» **What the task requires**: Reproduce the entries below line for line, keeping every character the same.

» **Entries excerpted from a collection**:
···

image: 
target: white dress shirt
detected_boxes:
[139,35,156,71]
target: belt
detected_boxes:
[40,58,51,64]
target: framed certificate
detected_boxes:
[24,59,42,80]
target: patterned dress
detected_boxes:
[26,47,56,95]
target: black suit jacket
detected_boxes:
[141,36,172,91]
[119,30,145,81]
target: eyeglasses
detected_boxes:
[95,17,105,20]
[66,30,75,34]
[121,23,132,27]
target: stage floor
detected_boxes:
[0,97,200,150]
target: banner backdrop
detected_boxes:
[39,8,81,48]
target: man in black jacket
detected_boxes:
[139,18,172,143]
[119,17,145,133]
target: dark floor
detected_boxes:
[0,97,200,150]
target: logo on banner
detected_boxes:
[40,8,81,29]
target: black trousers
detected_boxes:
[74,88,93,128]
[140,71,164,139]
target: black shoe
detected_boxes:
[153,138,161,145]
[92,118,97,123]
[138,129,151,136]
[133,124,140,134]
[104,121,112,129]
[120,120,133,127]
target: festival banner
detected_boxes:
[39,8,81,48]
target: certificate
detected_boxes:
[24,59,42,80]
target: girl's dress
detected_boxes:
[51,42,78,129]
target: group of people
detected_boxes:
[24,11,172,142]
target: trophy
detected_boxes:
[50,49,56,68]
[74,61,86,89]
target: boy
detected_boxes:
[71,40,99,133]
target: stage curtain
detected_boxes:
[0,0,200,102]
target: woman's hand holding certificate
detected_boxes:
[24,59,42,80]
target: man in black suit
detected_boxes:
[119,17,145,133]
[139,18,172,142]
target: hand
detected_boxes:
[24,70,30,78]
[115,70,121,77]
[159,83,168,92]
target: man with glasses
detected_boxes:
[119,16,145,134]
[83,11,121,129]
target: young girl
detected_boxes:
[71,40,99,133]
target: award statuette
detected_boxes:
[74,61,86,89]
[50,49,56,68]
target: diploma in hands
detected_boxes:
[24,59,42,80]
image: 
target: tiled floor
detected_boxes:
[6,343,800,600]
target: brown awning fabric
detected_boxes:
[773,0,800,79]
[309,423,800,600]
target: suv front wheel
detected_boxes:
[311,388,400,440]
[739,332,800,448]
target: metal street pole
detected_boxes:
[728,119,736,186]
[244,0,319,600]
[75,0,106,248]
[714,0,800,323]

···

» **Written answer**:
image: 
target: white dress shirt
detected_boxes:
[139,35,156,71]
target: belt
detected_boxes:
[40,58,51,64]
target: framed certificate
detected_boxes:
[24,59,42,80]
target: patterned dress
detected_boxes:
[26,47,56,95]
target: black suit jacket
detected_boxes:
[141,36,172,91]
[119,30,145,81]
target: eyeglasses
detected_boxes:
[95,17,105,20]
[66,30,75,34]
[121,23,132,27]
target: stage floor
detected_boxes:
[0,97,200,150]
target: banner backdrop
detected_boxes:
[39,8,81,48]
target: man in black jacket
detected_boxes:
[139,18,172,143]
[119,17,145,133]
target: dark floor
detected_boxes:
[0,97,200,150]
target: logo on banner
detected_boxes:
[40,8,81,29]
target: black trousers
detected_boxes:
[74,88,93,128]
[140,71,164,139]
target: black shoe
detected_boxes:
[153,138,161,145]
[92,118,97,123]
[138,129,151,136]
[133,124,140,134]
[104,121,112,129]
[120,120,133,127]
target: festival banner
detected_boxes:
[39,8,81,48]
target: certificate
detected_boxes:
[24,59,42,80]
target: girl's dress
detected_boxes:
[51,42,78,129]
target: group of people
detected_boxes:
[24,11,172,142]
target: trophy
detected_boxes:
[50,49,56,68]
[74,61,86,89]
target: boy
detected_boxes:
[71,40,99,133]
target: stage curtain
detected_boxes:
[0,0,200,102]
target: woman's hand holding certificate
detected_boxes:
[24,59,42,80]
target: man in black suit
detected_boxes:
[119,17,145,133]
[139,18,172,142]
target: hand
detected_boxes:
[24,70,30,78]
[115,70,121,77]
[159,83,168,92]
target: man with glasses
detected_boxes:
[119,16,145,134]
[83,11,121,129]
target: young girl
detected_boxes:
[71,40,99,133]
target: award statuette
detected_boxes:
[74,61,86,89]
[50,49,56,68]
target: diploma in hands
detected_boxes:
[24,59,42,80]
image: 
target: tiled floor
detected_boxes:
[6,343,800,600]
target: brown awning fabric
detected_boxes:
[773,0,800,79]
[309,423,800,600]
target: suv front wheel
detected_boxes:
[311,388,400,440]
[739,332,800,448]
target: metal street pole
detected_boxes:
[728,119,736,186]
[244,0,319,600]
[75,0,106,248]
[714,0,800,323]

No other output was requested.